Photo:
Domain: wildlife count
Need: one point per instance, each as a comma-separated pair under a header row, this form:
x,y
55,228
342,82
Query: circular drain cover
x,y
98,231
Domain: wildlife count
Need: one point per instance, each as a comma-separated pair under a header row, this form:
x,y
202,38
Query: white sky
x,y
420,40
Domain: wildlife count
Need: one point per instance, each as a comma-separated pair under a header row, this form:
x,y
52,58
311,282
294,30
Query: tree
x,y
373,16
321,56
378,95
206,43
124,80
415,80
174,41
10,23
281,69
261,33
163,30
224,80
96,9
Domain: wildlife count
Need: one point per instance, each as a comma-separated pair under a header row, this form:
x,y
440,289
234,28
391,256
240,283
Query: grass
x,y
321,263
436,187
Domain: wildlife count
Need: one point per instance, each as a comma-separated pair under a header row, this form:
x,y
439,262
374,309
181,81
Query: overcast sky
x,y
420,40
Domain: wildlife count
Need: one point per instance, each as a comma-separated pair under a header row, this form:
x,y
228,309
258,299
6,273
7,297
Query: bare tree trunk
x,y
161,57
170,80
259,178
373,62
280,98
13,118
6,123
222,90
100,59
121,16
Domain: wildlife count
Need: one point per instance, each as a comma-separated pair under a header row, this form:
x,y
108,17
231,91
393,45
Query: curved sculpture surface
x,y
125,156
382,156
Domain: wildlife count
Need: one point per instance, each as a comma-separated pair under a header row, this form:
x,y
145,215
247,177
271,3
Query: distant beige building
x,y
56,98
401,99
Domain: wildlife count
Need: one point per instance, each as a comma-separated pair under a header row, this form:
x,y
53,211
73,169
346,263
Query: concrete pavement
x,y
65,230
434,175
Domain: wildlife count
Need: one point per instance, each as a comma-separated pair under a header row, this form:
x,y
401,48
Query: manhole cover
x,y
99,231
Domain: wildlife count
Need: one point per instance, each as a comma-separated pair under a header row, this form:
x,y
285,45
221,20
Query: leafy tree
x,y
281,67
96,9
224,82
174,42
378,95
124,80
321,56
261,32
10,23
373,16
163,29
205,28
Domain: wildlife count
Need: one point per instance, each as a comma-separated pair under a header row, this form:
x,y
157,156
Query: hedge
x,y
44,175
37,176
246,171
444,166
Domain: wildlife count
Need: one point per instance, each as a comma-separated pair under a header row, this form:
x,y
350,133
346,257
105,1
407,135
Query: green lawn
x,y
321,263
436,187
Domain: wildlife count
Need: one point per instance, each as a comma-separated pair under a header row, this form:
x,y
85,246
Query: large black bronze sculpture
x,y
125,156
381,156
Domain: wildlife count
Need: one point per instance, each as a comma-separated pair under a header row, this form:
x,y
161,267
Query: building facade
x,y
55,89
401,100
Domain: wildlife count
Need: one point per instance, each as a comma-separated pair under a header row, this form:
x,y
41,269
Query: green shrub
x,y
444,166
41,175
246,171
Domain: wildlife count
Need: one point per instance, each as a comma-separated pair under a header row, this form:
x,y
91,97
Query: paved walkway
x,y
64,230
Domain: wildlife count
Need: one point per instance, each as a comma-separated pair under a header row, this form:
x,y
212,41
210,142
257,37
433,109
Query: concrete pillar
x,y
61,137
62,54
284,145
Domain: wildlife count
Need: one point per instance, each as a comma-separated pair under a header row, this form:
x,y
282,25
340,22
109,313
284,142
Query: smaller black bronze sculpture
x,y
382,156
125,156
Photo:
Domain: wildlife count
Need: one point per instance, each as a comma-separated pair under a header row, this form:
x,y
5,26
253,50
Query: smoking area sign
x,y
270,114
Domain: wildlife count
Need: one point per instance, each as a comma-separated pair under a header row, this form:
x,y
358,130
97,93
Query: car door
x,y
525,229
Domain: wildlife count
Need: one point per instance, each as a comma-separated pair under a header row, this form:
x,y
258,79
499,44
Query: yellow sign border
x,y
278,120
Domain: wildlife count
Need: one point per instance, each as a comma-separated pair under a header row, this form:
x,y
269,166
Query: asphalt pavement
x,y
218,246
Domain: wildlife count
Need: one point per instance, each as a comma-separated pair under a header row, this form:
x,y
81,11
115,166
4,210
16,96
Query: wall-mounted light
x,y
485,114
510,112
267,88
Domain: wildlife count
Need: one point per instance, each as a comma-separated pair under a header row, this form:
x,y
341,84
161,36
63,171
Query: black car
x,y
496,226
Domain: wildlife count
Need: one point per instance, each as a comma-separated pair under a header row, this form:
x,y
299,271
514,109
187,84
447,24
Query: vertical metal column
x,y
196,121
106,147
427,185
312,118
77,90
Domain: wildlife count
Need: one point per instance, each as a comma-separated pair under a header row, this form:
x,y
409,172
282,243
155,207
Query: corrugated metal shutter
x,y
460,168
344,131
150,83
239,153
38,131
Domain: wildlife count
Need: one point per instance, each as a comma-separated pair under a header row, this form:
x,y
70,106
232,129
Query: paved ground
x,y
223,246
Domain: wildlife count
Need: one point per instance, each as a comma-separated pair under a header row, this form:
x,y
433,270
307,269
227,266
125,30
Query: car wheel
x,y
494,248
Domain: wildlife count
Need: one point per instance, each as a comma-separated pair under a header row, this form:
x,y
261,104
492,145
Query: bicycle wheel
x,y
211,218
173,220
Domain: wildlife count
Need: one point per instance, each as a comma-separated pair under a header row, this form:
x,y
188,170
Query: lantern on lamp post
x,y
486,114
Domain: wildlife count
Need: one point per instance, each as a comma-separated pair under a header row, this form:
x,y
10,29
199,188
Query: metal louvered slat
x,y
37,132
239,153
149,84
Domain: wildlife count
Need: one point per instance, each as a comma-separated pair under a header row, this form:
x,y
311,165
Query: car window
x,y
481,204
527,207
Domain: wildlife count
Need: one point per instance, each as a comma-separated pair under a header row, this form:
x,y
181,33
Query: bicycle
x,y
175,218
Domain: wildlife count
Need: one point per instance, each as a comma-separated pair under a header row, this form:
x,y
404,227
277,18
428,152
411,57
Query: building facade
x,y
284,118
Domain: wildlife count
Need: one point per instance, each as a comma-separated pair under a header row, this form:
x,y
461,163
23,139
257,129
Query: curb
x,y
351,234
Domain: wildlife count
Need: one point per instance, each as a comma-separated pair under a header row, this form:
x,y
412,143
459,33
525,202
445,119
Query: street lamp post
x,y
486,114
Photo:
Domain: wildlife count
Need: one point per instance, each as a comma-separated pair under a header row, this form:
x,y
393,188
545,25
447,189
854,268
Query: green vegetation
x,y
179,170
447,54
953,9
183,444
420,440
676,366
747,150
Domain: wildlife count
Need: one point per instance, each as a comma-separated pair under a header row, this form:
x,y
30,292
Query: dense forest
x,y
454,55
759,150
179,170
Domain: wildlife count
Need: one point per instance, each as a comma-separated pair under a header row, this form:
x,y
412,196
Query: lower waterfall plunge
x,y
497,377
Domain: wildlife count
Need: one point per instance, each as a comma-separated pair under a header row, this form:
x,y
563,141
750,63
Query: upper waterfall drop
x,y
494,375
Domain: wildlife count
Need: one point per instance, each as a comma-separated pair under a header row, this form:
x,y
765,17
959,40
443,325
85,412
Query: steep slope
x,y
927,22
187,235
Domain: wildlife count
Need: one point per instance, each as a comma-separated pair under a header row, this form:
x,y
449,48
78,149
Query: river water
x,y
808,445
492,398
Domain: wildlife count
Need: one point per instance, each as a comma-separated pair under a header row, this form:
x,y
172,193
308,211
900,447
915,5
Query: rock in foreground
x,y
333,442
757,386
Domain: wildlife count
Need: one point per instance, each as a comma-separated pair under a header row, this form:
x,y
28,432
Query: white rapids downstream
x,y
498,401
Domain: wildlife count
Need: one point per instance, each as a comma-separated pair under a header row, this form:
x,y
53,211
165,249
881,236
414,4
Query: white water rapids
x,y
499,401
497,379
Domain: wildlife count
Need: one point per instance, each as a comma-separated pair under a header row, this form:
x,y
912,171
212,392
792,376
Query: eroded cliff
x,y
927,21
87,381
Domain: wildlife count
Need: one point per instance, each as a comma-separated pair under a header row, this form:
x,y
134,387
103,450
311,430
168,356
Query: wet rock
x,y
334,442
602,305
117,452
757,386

- Aim of the exercise:
Find each line of the listing above that contains the string "wheel" and copy those lines out in full. Matching is case-sensitive.

- Result:
Query: car wheel
Query: bicycle wheel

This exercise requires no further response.